• **WHAT THE EXERCISE ASKS**
Read the data and repeat it in full, exactly.

• **EXCERPTED DATA**
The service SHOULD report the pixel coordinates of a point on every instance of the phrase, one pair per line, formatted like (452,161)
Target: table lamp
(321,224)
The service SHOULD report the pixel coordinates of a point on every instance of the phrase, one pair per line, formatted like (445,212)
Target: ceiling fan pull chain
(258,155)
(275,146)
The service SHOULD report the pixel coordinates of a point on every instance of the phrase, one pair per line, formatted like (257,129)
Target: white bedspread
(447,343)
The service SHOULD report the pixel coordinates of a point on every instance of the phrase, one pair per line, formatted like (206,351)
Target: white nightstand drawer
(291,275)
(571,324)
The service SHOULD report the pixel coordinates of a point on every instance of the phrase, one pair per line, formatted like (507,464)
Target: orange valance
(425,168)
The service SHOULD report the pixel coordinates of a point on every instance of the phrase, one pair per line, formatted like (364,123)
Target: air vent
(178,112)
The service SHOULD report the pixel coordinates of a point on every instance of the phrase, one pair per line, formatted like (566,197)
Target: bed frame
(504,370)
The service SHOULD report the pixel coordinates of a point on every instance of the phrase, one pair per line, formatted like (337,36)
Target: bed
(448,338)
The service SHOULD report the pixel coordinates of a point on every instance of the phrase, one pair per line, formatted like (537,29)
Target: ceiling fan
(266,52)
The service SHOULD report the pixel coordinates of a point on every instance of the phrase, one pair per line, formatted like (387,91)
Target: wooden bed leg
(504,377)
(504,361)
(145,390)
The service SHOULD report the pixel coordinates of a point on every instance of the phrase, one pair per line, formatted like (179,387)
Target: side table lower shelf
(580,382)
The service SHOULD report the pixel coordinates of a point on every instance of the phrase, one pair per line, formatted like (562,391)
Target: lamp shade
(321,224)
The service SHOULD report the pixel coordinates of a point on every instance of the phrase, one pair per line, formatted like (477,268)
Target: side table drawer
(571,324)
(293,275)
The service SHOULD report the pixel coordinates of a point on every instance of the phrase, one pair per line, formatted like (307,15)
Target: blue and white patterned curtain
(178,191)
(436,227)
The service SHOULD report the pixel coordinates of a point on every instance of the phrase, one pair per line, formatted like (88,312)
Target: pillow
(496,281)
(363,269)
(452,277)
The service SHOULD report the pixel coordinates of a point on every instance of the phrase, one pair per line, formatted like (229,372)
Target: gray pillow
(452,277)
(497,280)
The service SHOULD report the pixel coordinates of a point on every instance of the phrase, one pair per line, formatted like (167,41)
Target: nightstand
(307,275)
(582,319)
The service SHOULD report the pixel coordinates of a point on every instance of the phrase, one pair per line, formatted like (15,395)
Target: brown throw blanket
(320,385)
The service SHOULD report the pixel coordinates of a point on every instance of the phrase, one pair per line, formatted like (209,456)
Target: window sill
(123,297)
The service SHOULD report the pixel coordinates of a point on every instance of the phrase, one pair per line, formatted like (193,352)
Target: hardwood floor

• **RESULT OF THE TASK**
The service SHOULD report the pixel coordinates of a point on every instance of the phrase, one pair per line, formatted like (452,161)
Target: table lamp
(321,224)
The service SHOULD report the pixel coordinates of a point on every instance of the phrase, one pair per line, formatted like (445,212)
Target: ceiling fan pull chain
(258,155)
(275,146)
The service SHOULD report the pixel coordinates of a point on every instance of the phrase, one pair per line, formatted like (257,129)
Target: white bedspread
(447,343)
The service SHOULD report the pixel coordinates of a point on every instance of the phrase, one pair per line, formatted like (206,351)
Target: white nightstand drawer
(291,275)
(571,324)
The service SHOULD report the pixel coordinates of a point on every instance of the phrase, one pair per line, formatted like (507,464)
Target: orange valance
(425,168)
The service SHOULD report the pixel coordinates of a point on every instance of the phrase, one pair per line, formatted like (364,123)
Target: air vent
(178,112)
The service SHOULD report the pixel coordinates of a point on every instance of the phrase, one pair per line, formatted like (566,197)
Target: bed frame
(504,370)
The service SHOULD report the pixel coordinates of a point on every instance of the phrase, one pair per line, formatted like (337,36)
Target: bed
(448,338)
The service SHOULD report the pixel coordinates of a point on every instance of the phrase, one pair per line, formatted like (537,29)
Target: ceiling fan
(266,52)
The service SHOULD report the pixel coordinates of a point on every instance of the phrase, one pair per line, formatted like (387,91)
Target: wooden bed leg
(504,377)
(504,361)
(145,390)
The service SHOULD report the pixel coordinates of a point on every instance of the phrase, one pair per line, formatted like (179,387)
Target: side table lower shelf
(580,382)
The service SHOULD report the pixel coordinates of a point on every instance of the phrase, one pair per line, formatted like (562,391)
Target: lamp shade
(321,224)
The service SHOULD report the pixel coordinates of a point on every instance of the phrase, one pair per line, formatted like (477,268)
Target: side table drawer
(571,324)
(293,275)
The service SHOULD report the pixel coordinates of a point on every instance of the phrase, one pair per line, formatted like (307,15)
Target: blue and white patterned curtain
(178,191)
(436,227)
The service SHOULD report the pixel coordinates of a point on every instance of the phrase, one pair per line, formatted like (88,312)
Target: pillow
(496,281)
(363,269)
(452,277)
The service SHOULD report the pixel coordinates of a point on every instance of the phrase, one pair per line, formatted like (229,372)
Target: gray pillow
(452,277)
(497,280)
The service SHOULD report the pixel coordinates of a point on every instance of the phrase, one pair per line, formatted like (167,41)
Target: nightstand
(307,275)
(582,319)
The service SHOULD report the pixel coordinates of a point on every instance of the phrase, one pair per line, formatted like (15,395)
Target: brown throw blanket
(320,385)
The service SHOULD report the pixel coordinates of a point on every instance of the phrase, one pair per line, formatted like (209,456)
Target: window sill
(123,297)
The service SHOULD report the pixel coordinates of a point on every instance of the phrase, one pair per line, formatted like (193,352)
Target: hardwood floor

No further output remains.